-- EXCERPTED PASSAGE follows --

Beginning in 1861, during the American Civil War, the company expanded its operations significantly. Remington Model 1858, a revolver design, became widely adopted by cavalry during the war. The company's plant in Ilion, New York, grew into the largest private armory in the United States.

Remington's skill at marketing and sales, in tandem with an 1865 patent on a Joseph Rider-designed breechloading mechanism, allowed the company's firearms sales to stay afloat through the 1888.

When he was working as the company's European agent, Remington spent a significant amount of his time in Europe and established residence in London and Paris. He secured the company large and lucrative weapons manufacture contracts with the governments of several foreign nations, including Egypt and Spain, which allowed it to expand its business abroad. Amid the Franco-Prussian War, Remington was able to secure more than $11 million (approximately $ million, when adjusted for inflation) worth of contracts from the French government. For some time, Samuel was given the title of "president" of the company in order to give him carry more prestige and when meeting with potential buyers.

After ending his work in Europe, Remington re-settled in his native New York, and oversaw the business's operations.

-- EXCERPTED PASSAGE concluded --
-- LISTED ENTRIES follows --

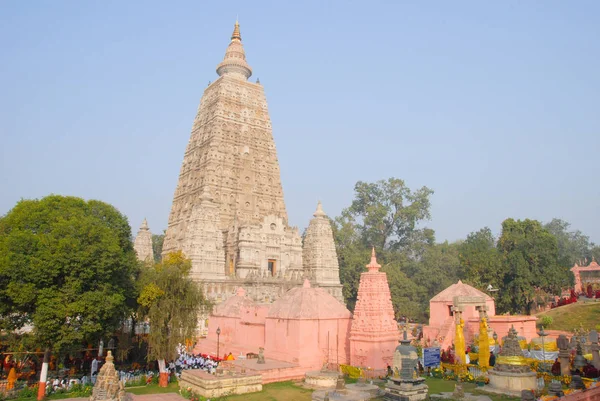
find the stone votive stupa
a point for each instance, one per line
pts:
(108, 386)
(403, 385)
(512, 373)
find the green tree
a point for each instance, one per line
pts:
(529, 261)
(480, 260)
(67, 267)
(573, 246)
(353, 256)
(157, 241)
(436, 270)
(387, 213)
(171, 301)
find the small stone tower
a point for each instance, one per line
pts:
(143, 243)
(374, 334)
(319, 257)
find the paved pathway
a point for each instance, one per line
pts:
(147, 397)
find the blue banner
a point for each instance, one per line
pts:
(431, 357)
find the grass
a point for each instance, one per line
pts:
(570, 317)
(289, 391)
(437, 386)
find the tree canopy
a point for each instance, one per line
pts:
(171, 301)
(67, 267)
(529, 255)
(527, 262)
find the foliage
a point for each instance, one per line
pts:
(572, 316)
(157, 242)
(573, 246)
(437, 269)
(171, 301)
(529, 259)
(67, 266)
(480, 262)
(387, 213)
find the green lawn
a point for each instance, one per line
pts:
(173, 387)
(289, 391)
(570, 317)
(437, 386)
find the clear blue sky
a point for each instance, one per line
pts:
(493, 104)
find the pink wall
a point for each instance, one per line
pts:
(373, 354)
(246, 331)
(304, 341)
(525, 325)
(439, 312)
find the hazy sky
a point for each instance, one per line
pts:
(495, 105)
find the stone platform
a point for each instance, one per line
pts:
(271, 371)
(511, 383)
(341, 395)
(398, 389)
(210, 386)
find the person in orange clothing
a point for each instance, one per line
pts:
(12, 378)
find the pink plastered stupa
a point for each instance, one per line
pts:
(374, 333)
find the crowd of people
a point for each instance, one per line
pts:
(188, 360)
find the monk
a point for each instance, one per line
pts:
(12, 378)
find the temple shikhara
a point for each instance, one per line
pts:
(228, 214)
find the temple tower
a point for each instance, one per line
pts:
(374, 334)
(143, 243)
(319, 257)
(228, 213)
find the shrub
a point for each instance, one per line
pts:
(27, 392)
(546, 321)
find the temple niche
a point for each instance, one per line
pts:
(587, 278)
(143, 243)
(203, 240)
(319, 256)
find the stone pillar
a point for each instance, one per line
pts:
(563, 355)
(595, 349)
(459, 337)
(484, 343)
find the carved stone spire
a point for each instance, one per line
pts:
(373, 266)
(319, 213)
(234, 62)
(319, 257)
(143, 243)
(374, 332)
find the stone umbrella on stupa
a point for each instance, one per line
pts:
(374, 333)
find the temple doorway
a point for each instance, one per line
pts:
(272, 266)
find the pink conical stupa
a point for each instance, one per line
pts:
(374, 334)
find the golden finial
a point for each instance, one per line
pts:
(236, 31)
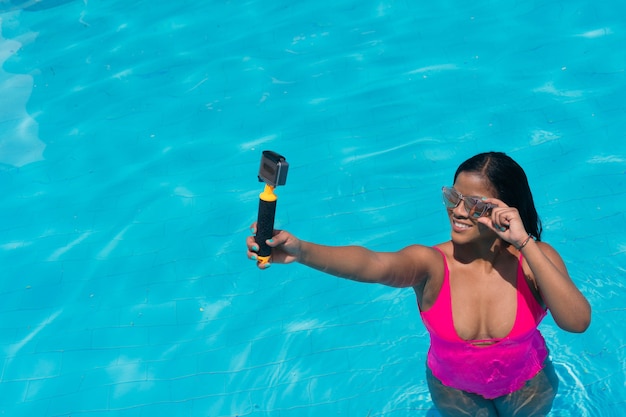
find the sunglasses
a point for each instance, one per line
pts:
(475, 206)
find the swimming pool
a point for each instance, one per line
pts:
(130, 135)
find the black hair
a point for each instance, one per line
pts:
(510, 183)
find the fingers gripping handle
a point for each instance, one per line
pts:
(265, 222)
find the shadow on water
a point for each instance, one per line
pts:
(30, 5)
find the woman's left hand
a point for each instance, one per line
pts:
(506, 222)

-- LISTED ENTRIES concluded --

▶ _EXERCISE INSTRUCTIONS_:
**A.** According to the Remington history passage, which revolver design did cavalry widely adopt during the war?
**B.** Carry on the Remington history passage from its last sentence.
The listing has nothing to do with the Remington history passage.

▶ _OUTPUTS BY TASK_:
**A.** The Remington Model 1858.

**B.**
===Patents===
Remington was regarded to have been a skilled mechanic. He was awarded a number of patents In 1855, he and Asa Landphere were granted a patent for a spoke machine (US Patent #12459). In 1859, Remington was assigned half the patent on John F. Thomas's design for a percussion cane gun (which Thomas had been granted the patent for the previous year). In 1863, Remington was granted a patent on an improved design for securing base pins of revolvers (US Patent #37921), and another patent for a drop hammer design.

==Personal life, family, death==
Remington was married to Flora Carver, the daughter of Benjamin Carver. Together they had four children:
- Carver Remington (1849–1910), married Harriet Hoefler
- Eliphalet Remington IV (died 1938), married Jane Ledyard
- Franklin Remington (1865–1955), married Maude Willett
- Jennie Remington

During his years working in Europe, Remington personally appreciated the opportunity to explore Europe in his work, and picked up some foreign-language fluency. Remington had a personal interest in agriculture, and in his later years owned a residence near Cazenovia, New York, where he established a demonstration farm. Remington and his brothers engaged in philanthropy, and were major benefactors of Syracuse University. Combined, the three brothers gave the university $250,000 in its early years.

Remington died at his Ilion residence on December 1, 1882 of pleuropneumonia at the age of 63. He was survived by his wife and three sons. After his death, his share of the company was purchased by his elder brother, Philo. Remington's widow, Flora, died on June 3, 1888.

On July 27, 1910, Remington's son, Carver, committed suicide at the age of 60 by shooting himself in the chest with a Remington-manufactured revolver. Carver's disappointment in the lack of success of business ventures he was involved in were cited as the proximate motivation for the suicide.